(EXTRACTED RECORDS Opens)
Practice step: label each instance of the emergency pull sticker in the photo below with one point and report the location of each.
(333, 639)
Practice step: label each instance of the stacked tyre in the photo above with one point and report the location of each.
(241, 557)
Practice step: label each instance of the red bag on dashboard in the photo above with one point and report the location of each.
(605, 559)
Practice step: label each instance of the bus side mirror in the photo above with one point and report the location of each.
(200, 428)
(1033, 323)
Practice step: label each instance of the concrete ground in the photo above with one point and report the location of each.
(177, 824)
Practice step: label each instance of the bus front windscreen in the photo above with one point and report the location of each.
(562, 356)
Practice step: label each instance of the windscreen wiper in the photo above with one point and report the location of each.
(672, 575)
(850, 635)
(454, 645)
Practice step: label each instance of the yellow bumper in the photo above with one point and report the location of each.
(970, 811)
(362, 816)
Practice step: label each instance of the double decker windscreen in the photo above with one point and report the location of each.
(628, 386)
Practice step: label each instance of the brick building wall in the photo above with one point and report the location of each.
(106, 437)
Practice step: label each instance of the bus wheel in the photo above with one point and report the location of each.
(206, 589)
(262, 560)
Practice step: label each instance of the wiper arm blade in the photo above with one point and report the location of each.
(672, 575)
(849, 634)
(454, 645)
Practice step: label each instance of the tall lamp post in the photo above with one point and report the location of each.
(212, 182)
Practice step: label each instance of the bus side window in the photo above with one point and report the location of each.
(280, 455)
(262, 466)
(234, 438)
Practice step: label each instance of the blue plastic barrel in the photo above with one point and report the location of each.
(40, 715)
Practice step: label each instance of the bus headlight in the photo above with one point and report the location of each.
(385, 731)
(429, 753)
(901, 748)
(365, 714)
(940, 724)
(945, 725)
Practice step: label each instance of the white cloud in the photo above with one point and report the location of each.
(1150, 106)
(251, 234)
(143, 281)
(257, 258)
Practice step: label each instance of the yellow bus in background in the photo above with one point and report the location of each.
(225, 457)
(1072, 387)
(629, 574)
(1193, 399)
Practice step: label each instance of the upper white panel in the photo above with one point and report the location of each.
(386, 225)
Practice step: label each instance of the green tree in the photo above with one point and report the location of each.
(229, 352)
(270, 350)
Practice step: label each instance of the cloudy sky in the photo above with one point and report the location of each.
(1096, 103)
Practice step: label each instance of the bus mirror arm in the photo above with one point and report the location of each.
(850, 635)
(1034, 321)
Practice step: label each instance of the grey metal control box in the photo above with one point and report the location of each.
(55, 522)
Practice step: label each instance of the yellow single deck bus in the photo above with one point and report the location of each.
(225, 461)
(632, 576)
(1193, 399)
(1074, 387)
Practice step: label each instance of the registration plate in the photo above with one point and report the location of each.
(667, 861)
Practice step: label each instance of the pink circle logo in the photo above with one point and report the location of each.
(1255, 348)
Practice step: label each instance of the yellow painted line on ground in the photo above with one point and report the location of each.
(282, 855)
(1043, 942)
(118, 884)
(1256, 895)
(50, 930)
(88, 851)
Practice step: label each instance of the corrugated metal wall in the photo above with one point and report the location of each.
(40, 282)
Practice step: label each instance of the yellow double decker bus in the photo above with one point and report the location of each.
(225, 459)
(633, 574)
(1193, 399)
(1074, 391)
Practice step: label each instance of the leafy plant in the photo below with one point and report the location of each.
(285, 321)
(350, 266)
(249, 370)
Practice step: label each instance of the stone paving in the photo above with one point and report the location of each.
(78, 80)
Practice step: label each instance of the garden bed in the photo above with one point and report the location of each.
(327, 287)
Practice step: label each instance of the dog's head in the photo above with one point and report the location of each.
(EXTRACTED RECORDS Closes)
## TASK STATEMENT
Starting at the line that contains "Practice step: label each instance of the yellow double", return every line through the last one above, exactly as written.

## PROBLEM SOLUTION
Practice step: label each instance of the yellow double decker bus in the photo above with one point and report the location of each.
(225, 459)
(633, 574)
(1193, 399)
(1074, 391)
Practice step: label each instance of the leafy plant in the photo below with one point and report the location of each.
(285, 321)
(350, 266)
(249, 370)
Practice step: label each instance of the stone paving in the photo above with one point and report the location of each.
(78, 80)
Practice step: label each instance of the garden bed in the photo above with one point and report the location of each.
(327, 287)
Practice step: label each instance of the dog's head in the photo above with one point and report the location of each.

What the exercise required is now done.